▸ **CONSIGNE 1**: Repérez, parmi les lignes ci-dessous, toutes celles qui contiennent la chaîne « textured », puis recopiez-les.

▸ **TEXTE**:
╔══

En traitant des mesures financières et de l’Irlande, j’ai déjà touché plusieurs des points par lesquels sir Robert Peel a fortement déplu à une portion considérable de son parti ; mais ces points ne sont pas les seuls, et la fraction agricole et protectrice d’une part, la fraction orangiste de l’autre, ont vu, dans les rangs où elles siègent, surgir bien d’autres griefs. À vrai dire, montrer les questions sur lesquelles sir Robert Peel a mécontenté quelques-uns de ses amis, c’est presque passer en revue la session tout entière. Je vais en indiquer quelques-unes, en commençant par la question de l’enquête électorale, une de celles où l’attitude prise par sir Robert Peel a produit parmi les siens le plus de surprise et de mauvaise humeur.

Aux dernières élections, la corruption, on le sait, a coulé à pleins bords, et la chambre, saisie par des pétitions nombreuses, a dû soumettre à un examen sévère beaucoup de membres accusés d’avoir acheté leur nomination. D’après les formes anglaises, ce n’est pas la chambre entière qui juge, mais un comité tiré au sort sur une liste formée par le président au commencement de chaque session. Devant cette espèce de jury comparaissent les accusés et les accusateurs, qui donnent des explications et produisent des témoins. Le comité décide ensuite, et son arrêt est sans appel. Mais, comme de cet arrêt il peut résulter, ou que le bourg soit privé de sa franchise, ou, plus ordinairement, que le membre évincé soit déclaré non rééligible, on met naturellement une grande importance à n’en pas être frappé. Pour cela, il arrive que le membre qui se voit à la veille de perdre sa cause fait, avec la partie adverse, un compromis par lequel il paie les dépenses de la pétition, et se retire, laissant le champ libre à son adversaire. La pétition est alors abandonnée, et tout est terminé.

╚══

▸ **LIGNES SOURCES**:

╔══

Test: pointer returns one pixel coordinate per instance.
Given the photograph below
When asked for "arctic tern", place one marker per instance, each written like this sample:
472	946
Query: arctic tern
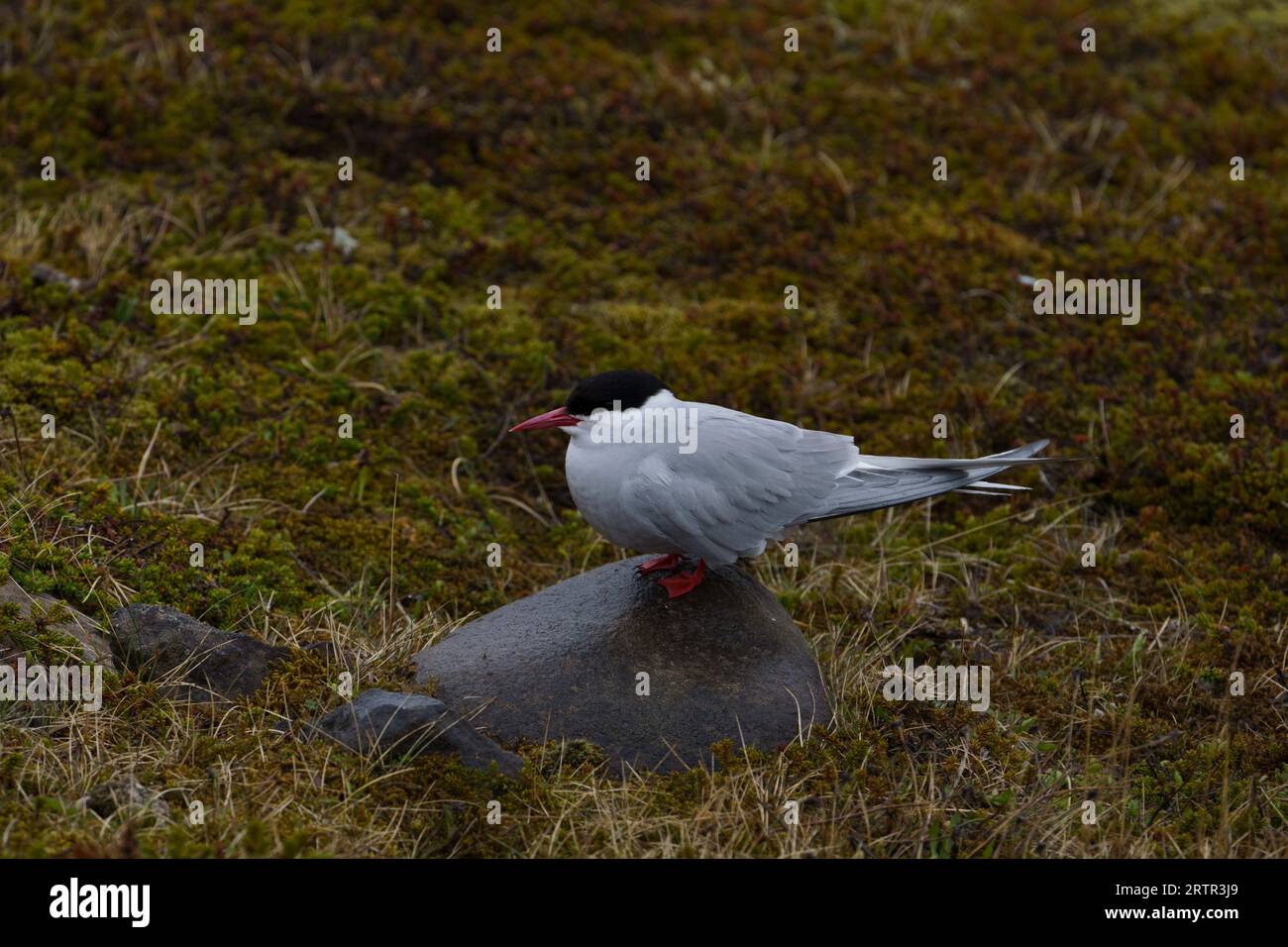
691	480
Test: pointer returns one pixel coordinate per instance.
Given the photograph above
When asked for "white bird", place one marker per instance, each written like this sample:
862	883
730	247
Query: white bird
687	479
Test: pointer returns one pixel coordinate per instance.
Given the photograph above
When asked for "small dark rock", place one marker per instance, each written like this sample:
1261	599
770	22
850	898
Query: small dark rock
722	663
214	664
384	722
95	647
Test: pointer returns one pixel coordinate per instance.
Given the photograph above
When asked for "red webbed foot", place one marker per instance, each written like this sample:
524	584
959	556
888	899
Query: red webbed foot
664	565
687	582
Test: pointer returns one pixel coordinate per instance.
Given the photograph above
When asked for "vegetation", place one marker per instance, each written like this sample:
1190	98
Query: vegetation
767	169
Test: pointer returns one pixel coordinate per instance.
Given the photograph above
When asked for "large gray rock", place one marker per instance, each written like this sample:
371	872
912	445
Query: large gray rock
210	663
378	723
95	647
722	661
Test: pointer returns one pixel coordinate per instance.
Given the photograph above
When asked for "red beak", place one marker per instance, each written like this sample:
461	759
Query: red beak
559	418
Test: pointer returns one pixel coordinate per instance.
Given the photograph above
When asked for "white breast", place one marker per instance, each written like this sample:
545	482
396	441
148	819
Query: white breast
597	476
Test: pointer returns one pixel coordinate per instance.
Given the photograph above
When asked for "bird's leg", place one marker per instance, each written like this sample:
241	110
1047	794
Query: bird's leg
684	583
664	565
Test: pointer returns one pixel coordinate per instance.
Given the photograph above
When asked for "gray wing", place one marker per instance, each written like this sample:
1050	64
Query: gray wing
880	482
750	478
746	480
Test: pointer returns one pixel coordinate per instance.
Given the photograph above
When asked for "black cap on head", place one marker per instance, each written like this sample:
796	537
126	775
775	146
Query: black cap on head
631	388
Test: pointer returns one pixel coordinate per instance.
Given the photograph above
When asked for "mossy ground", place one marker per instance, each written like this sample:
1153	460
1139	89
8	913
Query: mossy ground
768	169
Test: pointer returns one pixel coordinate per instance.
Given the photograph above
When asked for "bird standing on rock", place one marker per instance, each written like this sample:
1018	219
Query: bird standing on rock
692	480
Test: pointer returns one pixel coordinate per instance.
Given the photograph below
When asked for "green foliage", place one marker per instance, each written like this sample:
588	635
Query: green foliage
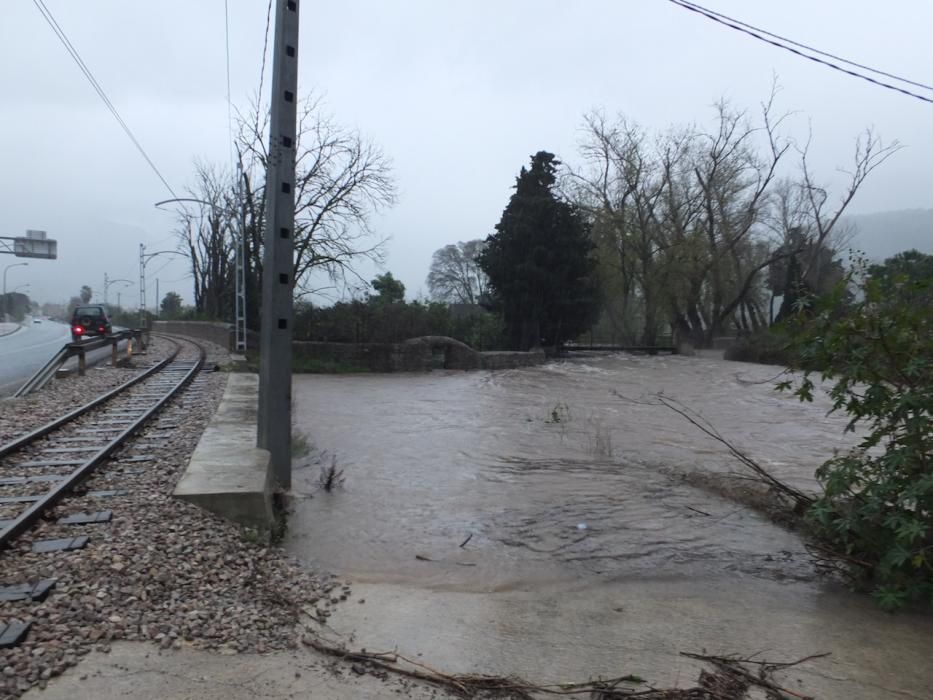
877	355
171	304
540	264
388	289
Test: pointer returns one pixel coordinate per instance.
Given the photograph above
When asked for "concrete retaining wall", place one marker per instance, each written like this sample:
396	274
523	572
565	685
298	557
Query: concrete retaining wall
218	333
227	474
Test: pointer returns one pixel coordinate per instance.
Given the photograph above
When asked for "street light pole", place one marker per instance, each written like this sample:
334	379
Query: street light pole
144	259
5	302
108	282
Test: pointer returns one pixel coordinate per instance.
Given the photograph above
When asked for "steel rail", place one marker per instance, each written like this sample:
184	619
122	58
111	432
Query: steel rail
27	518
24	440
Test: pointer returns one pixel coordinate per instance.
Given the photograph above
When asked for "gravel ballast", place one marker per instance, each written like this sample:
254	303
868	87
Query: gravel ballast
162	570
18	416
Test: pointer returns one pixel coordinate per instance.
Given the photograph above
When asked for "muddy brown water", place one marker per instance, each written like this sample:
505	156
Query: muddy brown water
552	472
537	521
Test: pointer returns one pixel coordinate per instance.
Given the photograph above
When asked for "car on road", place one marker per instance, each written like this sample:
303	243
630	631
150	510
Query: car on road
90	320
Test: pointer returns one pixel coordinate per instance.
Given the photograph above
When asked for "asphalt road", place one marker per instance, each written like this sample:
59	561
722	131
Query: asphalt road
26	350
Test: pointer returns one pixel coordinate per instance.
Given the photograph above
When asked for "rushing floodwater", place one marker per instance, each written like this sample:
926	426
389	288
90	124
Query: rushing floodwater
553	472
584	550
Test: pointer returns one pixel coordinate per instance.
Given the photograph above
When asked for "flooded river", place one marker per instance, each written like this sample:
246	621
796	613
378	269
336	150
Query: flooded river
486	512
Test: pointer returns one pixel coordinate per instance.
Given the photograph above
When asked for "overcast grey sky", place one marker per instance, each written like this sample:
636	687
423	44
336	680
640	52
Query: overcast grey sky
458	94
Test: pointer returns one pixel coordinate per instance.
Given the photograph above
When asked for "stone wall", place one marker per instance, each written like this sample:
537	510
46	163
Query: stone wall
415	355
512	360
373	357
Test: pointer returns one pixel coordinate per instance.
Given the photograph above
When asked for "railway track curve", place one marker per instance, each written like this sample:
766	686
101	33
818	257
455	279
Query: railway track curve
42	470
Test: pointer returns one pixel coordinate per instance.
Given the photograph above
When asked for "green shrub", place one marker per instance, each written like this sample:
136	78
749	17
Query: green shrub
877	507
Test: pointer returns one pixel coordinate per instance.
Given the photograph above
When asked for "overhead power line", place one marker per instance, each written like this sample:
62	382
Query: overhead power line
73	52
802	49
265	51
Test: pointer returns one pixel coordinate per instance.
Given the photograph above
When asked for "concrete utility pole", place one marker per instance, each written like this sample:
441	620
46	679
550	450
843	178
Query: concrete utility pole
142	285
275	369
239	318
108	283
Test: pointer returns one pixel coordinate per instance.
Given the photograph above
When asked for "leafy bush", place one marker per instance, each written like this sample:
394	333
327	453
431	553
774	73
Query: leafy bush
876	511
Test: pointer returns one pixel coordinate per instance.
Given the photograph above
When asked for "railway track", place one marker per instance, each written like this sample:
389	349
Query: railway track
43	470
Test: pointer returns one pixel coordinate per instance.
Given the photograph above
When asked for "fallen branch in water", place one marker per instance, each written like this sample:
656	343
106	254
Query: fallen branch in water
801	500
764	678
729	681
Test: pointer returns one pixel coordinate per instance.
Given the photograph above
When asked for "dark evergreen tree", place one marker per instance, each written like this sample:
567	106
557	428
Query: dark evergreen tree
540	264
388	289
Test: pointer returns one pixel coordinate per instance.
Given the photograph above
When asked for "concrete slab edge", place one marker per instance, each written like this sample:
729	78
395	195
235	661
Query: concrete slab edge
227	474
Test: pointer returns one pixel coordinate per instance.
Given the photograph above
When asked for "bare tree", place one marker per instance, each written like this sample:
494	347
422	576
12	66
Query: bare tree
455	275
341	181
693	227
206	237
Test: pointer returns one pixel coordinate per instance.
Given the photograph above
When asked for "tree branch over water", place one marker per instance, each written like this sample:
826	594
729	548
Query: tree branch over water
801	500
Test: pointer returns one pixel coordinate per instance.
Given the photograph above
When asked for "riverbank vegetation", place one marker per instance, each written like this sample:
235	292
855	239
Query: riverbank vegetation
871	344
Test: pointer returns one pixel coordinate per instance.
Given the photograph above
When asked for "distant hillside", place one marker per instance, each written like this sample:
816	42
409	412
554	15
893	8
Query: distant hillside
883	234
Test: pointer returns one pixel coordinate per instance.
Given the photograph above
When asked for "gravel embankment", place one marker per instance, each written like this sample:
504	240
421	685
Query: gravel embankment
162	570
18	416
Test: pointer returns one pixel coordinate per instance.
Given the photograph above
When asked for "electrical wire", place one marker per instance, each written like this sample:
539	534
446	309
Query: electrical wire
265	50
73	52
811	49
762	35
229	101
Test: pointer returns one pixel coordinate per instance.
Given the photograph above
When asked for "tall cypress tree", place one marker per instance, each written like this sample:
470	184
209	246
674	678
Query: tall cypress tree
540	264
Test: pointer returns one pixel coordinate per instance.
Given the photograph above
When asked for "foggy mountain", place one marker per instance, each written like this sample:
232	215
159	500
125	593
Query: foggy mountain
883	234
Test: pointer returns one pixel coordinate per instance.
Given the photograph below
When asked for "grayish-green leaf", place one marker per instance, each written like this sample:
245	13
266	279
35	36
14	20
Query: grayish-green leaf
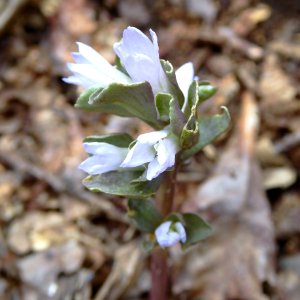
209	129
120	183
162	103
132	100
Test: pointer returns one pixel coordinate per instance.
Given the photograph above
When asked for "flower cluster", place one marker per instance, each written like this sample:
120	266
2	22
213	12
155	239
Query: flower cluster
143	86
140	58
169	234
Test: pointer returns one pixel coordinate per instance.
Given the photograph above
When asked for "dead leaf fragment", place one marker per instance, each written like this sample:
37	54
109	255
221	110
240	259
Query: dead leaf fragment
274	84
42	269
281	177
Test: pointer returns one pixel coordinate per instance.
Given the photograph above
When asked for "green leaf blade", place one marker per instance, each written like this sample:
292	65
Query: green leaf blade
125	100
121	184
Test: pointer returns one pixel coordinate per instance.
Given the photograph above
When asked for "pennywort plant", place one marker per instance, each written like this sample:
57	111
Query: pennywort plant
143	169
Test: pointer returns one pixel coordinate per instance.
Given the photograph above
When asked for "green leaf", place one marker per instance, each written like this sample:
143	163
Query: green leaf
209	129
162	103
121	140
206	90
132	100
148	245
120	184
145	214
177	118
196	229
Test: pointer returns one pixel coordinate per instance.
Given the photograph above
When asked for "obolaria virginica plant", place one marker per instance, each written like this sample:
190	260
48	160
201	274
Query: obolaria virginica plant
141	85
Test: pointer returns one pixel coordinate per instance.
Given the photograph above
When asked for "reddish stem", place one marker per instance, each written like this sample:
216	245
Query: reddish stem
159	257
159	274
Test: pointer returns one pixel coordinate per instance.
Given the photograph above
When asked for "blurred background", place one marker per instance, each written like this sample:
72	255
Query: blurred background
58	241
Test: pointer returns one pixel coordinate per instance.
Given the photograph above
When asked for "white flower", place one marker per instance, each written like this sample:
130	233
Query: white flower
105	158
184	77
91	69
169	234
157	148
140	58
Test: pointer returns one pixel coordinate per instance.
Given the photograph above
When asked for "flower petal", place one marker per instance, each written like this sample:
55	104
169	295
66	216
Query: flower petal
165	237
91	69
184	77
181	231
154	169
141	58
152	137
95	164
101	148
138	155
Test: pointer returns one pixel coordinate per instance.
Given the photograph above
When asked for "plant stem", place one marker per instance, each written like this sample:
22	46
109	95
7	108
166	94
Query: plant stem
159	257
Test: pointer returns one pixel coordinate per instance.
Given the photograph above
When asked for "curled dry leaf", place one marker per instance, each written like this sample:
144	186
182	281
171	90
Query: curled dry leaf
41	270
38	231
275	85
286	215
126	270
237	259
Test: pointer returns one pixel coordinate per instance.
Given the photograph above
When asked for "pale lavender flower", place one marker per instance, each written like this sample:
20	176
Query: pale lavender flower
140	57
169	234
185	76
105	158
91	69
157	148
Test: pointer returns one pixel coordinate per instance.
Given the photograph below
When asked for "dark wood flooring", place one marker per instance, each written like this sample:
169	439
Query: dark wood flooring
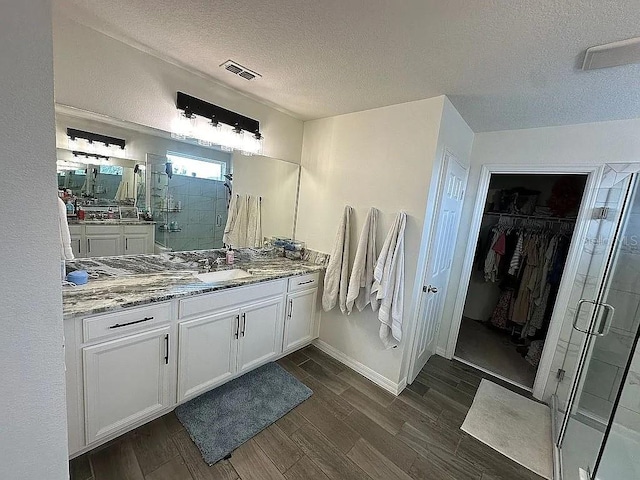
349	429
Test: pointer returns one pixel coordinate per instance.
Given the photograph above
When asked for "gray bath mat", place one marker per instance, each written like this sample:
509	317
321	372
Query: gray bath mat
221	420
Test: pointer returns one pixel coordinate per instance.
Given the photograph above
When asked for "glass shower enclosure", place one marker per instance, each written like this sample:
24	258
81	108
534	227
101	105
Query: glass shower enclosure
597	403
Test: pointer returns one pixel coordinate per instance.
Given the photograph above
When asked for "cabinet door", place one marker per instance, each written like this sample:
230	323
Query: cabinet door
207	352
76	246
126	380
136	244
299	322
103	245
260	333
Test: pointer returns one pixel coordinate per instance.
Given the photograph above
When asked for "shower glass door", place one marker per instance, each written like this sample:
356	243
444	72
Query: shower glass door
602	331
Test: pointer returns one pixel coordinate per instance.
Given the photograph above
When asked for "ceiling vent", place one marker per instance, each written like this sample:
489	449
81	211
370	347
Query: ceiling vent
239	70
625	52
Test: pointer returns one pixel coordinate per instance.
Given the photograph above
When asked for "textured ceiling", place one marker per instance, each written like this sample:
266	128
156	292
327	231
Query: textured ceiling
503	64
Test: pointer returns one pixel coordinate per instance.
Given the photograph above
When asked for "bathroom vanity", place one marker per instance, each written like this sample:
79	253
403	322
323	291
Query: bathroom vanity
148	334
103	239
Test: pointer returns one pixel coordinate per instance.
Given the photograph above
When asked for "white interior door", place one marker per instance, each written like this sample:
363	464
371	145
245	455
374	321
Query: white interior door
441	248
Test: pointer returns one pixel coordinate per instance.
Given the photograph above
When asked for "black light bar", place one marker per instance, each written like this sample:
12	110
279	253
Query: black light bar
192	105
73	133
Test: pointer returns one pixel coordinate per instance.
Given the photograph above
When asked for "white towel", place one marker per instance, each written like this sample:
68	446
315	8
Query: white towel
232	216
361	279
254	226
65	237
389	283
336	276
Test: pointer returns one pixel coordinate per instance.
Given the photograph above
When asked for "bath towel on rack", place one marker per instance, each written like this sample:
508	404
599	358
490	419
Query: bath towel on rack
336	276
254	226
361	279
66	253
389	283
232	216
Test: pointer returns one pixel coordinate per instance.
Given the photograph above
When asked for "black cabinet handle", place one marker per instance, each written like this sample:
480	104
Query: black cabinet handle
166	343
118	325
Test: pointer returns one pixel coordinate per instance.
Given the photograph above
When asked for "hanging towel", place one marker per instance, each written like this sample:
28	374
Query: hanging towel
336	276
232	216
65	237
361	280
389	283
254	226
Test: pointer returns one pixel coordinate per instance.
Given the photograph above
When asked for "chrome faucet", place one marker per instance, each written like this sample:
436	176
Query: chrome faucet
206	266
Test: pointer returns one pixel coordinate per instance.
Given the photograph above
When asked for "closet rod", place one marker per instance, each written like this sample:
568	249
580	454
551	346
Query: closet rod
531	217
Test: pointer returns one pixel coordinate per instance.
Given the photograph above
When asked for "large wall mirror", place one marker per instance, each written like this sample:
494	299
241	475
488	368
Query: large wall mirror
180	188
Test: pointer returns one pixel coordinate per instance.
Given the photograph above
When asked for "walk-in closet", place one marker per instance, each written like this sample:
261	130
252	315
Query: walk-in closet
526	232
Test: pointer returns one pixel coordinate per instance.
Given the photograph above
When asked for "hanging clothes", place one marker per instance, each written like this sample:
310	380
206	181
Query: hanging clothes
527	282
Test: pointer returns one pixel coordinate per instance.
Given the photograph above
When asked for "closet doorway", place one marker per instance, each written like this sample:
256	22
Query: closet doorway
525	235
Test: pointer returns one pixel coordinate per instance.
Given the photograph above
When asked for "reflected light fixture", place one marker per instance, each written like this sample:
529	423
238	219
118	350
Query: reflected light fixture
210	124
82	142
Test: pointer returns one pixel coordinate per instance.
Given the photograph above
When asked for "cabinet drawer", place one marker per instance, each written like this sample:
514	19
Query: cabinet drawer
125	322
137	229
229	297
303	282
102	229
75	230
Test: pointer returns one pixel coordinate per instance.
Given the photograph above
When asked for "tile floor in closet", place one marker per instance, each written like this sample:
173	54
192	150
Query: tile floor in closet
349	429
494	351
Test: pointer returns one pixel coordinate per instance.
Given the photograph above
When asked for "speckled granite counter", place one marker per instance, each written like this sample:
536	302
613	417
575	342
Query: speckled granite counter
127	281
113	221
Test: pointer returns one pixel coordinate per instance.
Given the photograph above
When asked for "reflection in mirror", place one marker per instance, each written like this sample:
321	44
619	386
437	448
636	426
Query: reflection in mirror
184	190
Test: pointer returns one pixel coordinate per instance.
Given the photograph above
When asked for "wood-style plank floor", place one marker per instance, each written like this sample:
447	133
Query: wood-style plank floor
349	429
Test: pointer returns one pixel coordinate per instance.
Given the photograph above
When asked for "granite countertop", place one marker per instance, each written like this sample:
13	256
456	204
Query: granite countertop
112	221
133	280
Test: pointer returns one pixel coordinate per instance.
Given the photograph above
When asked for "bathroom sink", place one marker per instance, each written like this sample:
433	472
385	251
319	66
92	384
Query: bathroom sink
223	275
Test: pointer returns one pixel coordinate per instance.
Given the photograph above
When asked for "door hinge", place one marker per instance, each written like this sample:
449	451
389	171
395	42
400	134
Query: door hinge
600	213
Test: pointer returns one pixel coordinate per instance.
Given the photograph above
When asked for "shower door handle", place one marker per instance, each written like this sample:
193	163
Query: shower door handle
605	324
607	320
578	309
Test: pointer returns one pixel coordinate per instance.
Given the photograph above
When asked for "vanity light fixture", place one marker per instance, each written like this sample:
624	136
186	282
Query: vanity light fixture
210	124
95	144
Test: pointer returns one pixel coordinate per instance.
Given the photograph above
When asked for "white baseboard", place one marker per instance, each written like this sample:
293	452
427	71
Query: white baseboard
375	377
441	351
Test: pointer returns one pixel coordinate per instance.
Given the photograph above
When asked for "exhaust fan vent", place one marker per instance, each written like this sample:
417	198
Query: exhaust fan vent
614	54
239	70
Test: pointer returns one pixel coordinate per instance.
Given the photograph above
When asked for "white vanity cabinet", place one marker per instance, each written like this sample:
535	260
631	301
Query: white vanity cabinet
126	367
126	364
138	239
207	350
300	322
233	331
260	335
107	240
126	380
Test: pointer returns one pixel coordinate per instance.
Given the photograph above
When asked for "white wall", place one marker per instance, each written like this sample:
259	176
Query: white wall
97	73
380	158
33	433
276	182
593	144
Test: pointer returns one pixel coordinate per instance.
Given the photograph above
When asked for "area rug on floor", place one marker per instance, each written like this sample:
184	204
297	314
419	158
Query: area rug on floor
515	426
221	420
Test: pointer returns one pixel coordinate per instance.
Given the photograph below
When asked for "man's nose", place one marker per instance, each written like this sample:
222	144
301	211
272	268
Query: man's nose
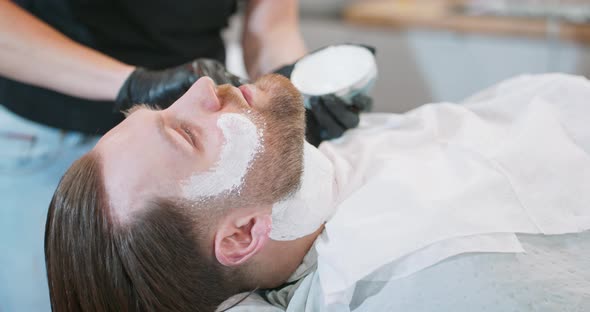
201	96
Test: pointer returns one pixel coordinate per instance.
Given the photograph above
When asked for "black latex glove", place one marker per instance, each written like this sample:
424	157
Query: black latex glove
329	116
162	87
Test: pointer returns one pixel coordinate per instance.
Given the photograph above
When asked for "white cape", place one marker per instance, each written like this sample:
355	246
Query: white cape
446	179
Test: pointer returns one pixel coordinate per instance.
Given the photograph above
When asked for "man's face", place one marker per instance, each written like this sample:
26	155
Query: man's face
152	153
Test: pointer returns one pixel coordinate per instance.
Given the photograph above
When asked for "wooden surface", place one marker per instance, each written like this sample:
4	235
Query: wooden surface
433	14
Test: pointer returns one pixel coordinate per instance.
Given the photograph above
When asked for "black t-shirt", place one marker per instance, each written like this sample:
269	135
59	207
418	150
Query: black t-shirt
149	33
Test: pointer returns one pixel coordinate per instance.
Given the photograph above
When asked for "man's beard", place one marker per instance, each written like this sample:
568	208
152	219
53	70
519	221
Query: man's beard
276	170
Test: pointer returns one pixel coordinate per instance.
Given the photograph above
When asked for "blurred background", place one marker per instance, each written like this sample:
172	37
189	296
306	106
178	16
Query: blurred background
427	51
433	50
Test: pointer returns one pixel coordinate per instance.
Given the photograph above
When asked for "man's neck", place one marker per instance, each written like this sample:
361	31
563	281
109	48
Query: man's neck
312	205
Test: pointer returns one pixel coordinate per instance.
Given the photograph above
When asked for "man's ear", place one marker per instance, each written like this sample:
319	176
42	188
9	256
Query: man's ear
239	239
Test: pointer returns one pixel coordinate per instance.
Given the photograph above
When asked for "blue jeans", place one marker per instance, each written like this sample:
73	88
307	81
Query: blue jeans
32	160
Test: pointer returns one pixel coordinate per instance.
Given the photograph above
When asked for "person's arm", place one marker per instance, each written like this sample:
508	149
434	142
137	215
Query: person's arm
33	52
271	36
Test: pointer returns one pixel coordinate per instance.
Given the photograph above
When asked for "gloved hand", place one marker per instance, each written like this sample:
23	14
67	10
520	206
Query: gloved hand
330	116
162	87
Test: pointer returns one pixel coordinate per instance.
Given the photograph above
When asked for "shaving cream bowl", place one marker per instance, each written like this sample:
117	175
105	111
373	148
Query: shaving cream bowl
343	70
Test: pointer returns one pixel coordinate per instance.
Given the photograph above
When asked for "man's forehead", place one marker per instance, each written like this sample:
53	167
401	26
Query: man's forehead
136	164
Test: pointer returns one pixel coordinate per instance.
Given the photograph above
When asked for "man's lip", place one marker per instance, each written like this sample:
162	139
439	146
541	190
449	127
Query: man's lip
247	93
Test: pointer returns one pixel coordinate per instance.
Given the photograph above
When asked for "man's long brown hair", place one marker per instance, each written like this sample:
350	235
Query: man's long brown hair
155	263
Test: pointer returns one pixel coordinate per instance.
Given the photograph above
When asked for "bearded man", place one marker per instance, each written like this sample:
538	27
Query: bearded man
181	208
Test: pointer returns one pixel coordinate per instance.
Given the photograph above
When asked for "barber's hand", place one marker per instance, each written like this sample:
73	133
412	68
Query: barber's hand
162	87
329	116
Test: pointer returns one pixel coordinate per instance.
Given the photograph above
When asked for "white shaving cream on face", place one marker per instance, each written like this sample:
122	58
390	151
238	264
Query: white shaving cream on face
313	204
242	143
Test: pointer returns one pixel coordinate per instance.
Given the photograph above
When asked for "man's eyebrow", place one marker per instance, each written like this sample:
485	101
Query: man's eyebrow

╚══

▸ **CONSIGNE 2**:
Répondez brièvement à ces questions sur le texte ci-dessus.
(a) Selon les formes anglaises, qui juge les membres accusés d'avoir acheté leur nomination ?
(b) Quelles fractions du parti ont vu surgir d'autres griefs ?
(c) Que paie le membre qui conclut un compromis avec la partie adverse ?

▸ **CORRIGÉ 1**:
When asked for "textured ceiling", place one marker per instance, each written like this sample:
Query: textured ceiling

▸ **CORRIGÉ 2**:
(a) Un comité tiré au sort sur une liste formée par le président au commencement de chaque session.
(b) La fraction agricole et protectrice d'une part, et la fraction orangiste de l'autre.
(c) Les dépenses de la pétition.